▶ **Aim 1**
In the film review, which films does it name as the other films Tourneur directed at Continental? Give each with its year.

▶ **Reading text**
Film Review
The fantasy-horror film is a comparative rarity in French cinema.
For some reason, the genre has traditionally had little appeal for
filmmakers and audiences in France, whilst it has thrived in other
countries, notably Great Britain and the United States.
La Main du diable is one of the
best-known, and most highly regarded, of French horror films,
appropriately made during one of the darkest periods in the country's
history, at the time of the Nazi Occupation. It was one of thirty
films made by the German-run company Continental, whose raison
d'être was to entertain the masses and take their minds off the
small matter of occupation. As we now know, through Bertrand
Tavernier's eye-opening film
Laissez-passer (2002),
Continental was not as politically neutral as its German paymasters had
intended; indeed many of its staff (including directors, writers and
actors) were either active in the French resistance or else sympathetic
to its aims.
La Main du diable
demonstrates both the daring of its production team and the
nearsightedness of the German censors, by passing off what is blatantly
an allegory of the Occupation as a crowd-pleasing fantasy.
The film is based on
La Main
enchantée, a short story by Gérard de Nerval,
first published in 1832, a retelling of the Faustian legend in which a
mortal is persuaded to sell his soul to the Devil in return for
earthly rewards. It was directed by Maurice Tourneur, then in his
69th year and near the end of an illustrious career that had started
with distinction in Hollywood. Tourneur was the most prolific
film director at Continental; he directed five films, the others
being:
Péchés de
jeunesse (1941),
Mam'zelle
Bonaparte (1942),
Le Val d'enfer (1943) and
Cécile
est morte (1944). As is recounted in Tavernier's film,
ill health prevented Tourneur from completing the film, so it was his
assistant, Jean Devaivre, who took charge of the last eight days of the
28 day shoot. Devaivre not only directed the most visually
arresting sequence, in which the previous owners of the cursed hand
tell their tragic stories; he also had the idea of showing the hand
move within its box - it was in fact his own hand (don't worry, it was
still attached to his arm).

▶ **Raw data**

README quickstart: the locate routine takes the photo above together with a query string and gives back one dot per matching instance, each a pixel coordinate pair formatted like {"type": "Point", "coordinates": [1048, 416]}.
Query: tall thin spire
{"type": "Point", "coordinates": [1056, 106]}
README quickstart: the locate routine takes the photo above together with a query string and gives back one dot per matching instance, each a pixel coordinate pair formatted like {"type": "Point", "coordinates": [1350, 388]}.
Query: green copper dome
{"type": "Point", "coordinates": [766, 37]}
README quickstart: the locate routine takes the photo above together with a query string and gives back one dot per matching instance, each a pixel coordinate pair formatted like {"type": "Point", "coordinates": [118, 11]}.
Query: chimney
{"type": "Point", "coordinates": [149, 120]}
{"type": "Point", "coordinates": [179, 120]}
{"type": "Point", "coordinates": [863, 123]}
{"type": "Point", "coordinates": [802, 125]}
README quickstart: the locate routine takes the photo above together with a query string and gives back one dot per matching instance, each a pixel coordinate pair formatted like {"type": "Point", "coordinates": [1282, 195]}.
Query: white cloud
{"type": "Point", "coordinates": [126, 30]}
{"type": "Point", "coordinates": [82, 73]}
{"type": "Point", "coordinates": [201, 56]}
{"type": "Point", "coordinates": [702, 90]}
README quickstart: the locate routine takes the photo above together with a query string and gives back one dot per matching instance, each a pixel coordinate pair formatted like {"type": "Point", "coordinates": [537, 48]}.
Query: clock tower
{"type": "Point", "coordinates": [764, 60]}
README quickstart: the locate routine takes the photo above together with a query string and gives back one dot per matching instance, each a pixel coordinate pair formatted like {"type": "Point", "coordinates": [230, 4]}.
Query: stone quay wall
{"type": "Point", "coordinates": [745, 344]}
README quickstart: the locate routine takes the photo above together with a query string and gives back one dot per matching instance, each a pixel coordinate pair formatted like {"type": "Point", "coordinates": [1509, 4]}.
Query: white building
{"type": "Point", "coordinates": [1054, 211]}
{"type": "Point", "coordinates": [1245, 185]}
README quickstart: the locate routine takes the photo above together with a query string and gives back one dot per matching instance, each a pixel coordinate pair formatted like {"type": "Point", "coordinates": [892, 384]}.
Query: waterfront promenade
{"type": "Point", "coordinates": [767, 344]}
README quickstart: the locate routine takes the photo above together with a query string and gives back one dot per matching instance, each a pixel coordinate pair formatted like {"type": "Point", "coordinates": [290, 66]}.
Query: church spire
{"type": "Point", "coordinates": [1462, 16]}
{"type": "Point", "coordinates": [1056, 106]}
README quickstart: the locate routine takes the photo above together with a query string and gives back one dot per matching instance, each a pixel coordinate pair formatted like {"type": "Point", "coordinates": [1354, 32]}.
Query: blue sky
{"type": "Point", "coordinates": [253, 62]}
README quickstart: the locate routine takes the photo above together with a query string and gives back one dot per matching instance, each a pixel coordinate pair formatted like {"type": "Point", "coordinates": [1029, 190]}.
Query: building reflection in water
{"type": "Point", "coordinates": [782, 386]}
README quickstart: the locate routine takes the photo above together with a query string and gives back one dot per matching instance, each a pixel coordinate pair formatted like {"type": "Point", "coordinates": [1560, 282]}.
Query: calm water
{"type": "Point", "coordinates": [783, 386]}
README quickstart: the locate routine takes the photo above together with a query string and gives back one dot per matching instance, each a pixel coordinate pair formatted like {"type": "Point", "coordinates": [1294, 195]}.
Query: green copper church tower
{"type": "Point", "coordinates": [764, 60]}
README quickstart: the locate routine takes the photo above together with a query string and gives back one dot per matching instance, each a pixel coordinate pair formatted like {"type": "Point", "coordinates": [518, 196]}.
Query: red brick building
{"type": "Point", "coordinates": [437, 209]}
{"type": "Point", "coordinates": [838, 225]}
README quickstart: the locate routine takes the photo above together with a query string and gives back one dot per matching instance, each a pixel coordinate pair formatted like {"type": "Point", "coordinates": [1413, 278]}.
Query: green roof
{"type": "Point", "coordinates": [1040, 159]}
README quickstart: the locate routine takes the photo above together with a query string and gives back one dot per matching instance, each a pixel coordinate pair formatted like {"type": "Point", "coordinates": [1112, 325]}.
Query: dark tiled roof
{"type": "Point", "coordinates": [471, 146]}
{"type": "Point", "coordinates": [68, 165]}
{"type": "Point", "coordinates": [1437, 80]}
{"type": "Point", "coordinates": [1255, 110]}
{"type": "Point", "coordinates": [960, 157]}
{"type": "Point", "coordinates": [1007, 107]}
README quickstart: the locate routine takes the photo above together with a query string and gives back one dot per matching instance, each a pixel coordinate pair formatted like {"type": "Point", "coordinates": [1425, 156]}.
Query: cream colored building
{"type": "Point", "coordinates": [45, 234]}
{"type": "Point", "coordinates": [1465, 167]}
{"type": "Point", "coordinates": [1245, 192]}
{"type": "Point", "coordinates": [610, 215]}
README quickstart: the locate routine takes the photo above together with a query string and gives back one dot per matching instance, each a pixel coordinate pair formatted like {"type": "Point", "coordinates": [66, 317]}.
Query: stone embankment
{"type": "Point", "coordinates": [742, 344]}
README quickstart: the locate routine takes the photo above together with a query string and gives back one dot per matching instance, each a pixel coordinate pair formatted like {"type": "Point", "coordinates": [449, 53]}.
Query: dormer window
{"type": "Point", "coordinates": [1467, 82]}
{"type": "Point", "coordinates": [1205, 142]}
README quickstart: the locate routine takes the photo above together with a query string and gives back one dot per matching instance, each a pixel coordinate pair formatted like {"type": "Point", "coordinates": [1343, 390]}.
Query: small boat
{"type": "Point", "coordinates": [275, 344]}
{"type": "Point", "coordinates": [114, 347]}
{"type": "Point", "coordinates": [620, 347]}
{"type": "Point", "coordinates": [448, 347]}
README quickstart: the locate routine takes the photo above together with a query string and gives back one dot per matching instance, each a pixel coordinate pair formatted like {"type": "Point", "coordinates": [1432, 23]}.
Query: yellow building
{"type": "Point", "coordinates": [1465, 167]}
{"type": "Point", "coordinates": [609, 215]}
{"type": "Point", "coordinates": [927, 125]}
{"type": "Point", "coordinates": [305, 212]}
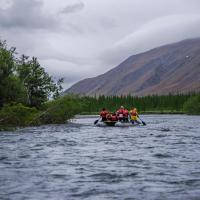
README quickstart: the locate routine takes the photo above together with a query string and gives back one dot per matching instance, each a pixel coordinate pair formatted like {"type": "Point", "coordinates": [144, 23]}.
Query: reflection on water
{"type": "Point", "coordinates": [81, 161]}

▶ **Aim 2**
How many lines of the records above contain the string "copper"? Matching is case-sensitive. Reply with only the number.

▶ **Worked answer 1**
Péchés de jeunesse (1941), Mam'zelle Bonaparte (1942), Le Val d'enfer (1943), Cécile est morte (1944)

▶ **Worked answer 2**
2